Who really owns your house? If your mortgage was securitized (used as collateral to back bonds that were sold worldwide) and you still owe on it, then the answer may be no one. Literally no one. As a matter of law, it isn't clear if the legal entities used to securitize mortgages can really assert ownership and foreclose on your house. Neither you, nor they, nor a bank, nor a diffuse group of bondholders can claim title.
So how can banks foreclose on you if you go into default? Legally, they can't. This is the real reason why some of the big banks stopped foreclosure proceedings recently. Although recent stories focued on "robo-signers" signing tens of thousands of foreclosure notices a month, the story of this deeper legal morass is the real reason that bank shares are tumbling: investors are terrified that banks might not even be able to sell off foreclosed properties to cut their losses on mortgage-backed securities. The banks don't own the the underlying mortgages. Nobody does.
Floyd Norris of the New York Times, leads his column on Tuesday with this question:
Was the great securitization machine that made hundreds of billions of dollars in mortgage loans based on a legal foundation of sand?
And the answer is Yes.
In chapter 3 of my book, I made a passing reference to a judge's ruling in Cleveland that mortgage "trusts" couldn't actually claim title to homes. It turns out this is a major problem for any mortgages that were processed through MERS, the Mortgage Electronic Registration System, which is really a shell company set up by banks in the 1990s designed to bypass the traditional title registration process. (If you know anyone whose mortgage was processed through this system and who might be headed toward default, now is a good time to alert them to their rights.)
For those who want to delve into the legal details on this, Norris' column refers to a forthcoming paper by Christopher Peterson of the University of Utah Law School (click on the PDF download to read it) that picks apart the fraudulent legal fiction called MERS, whose slogan is
As Peterson puts it,
MERS is two-faced: impenetrably claiming to both own mortgages and act as an agent for others that also claim ownership.
MERS no legal right to both foreclose on you (as if it owns your mortgage) and act on behalf of banks (as if it is an agent of banks or trusts, to whom you owe a promissory note, promising to pay off what you owe). It cannot both assert property rights over your house and claim to be acting as a trustee of banks or bondholders who have a lien on your home. It has to be one or the other, but cannot be both. Yet MERS tries to do both.
When financiers talk to investors, they claim to own mortgages in order to convey the sense that they own what they are selling. But when financiers talk to the government they claim not to own what they are selling so as to not be obliged to pay fees associated with owning it. MERS and its members prevent recording fees from being paid on assignments—that was the whole point of MERS—but then attempt avail themselves of the protection that having taken such an action would have afforded.
The "whole point of MERS" was attempt to privatize and speed up the process of recording property rights and titles, bypassing local governments and their fees. Meanwhile, as Peterson says, the same giant banks that set up this shell company received massive bailouts while local governments were
laying off teachers, firefighters, police officers, infectious disease clinic workers, closing criminal detention centers for violent juveniles, and shuttering courthouses.
Maybe this is why people are so mad at incumbent politicians. They know that something is deeply wrong with our institutions. They see that massive global banks continue to profit while ordinary people struggle to get by in local communities.
Now, thanks to Professor Peterson and others like him, we can see that monied interests captured our institutions and no one really noticed. Globalized finance ran amok while we slept.
Can we wake up and figure out who owns our houses?

» **RECORDED DATA**
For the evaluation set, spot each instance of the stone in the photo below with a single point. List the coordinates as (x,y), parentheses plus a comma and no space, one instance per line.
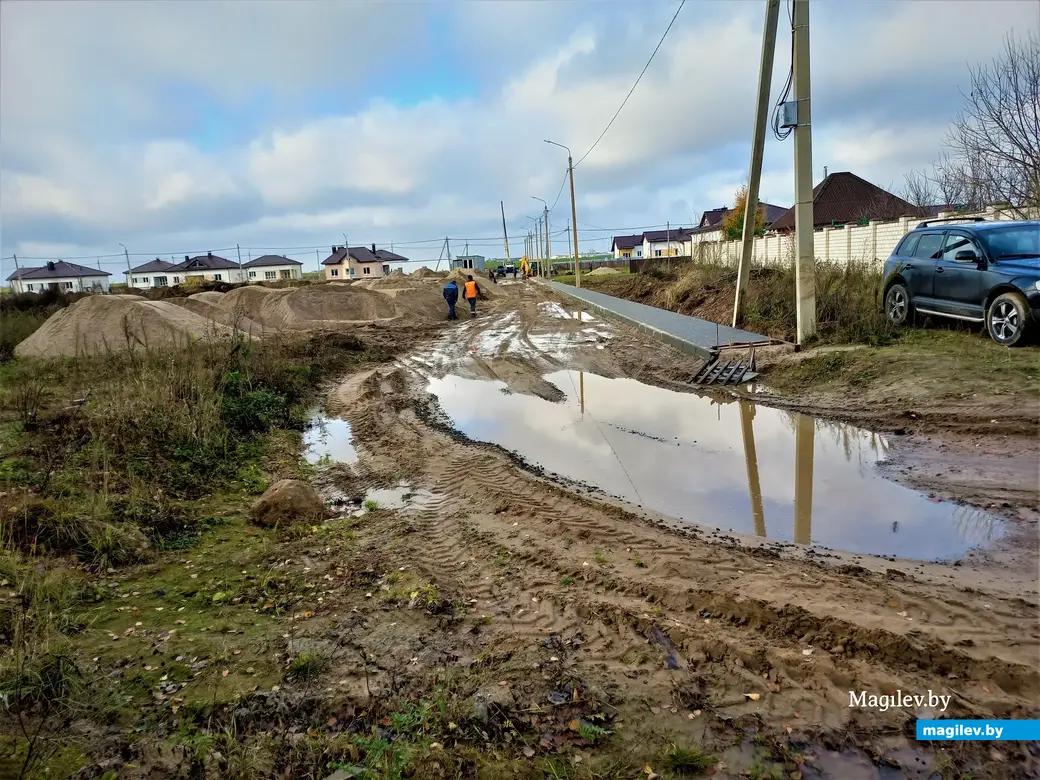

» **QUESTIONS ON THE MATERIAL**
a - Answer each question about the passage on mortgage ownership on its own line, marked (i), (ii), (iii):
(i) Which columnist, and at which newspaper, asked whether the securitization machine rested on "a legal foundation of sand"?
(ii) What do the letters MERS stand for?
(iii) At which law school is Christopher Peterson?
b - Copy word for word the stretch of the passage on mortgage ownership from "Floyd Norris of" through "to their rights.)".

» **OUTPUTS IN ORDER**
a -
(i) Floyd Norris of the New York Times
(ii) Mortgage Electronic Registration System
(iii) The University of Utah Law School

b -
Floyd Norris of the New York Times, leads his column on Tuesday with this question:
Was the great securitization machine that made hundreds of billions of dollars in mortgage loans based on a legal foundation of sand?
And the answer is Yes.
In chapter 3 of my book, I made a passing reference to a judge's ruling in Cleveland that mortgage "trusts" couldn't actually claim title to homes. It turns out this is a major problem for any mortgages that were processed through MERS, the Mortgage Electronic Registration System, which is really a shell company set up by banks in the 1990s designed to bypass the traditional title registration process. (If you know anyone whose mortgage was processed through this system and who might be headed toward default, now is a good time to alert them to their rights.)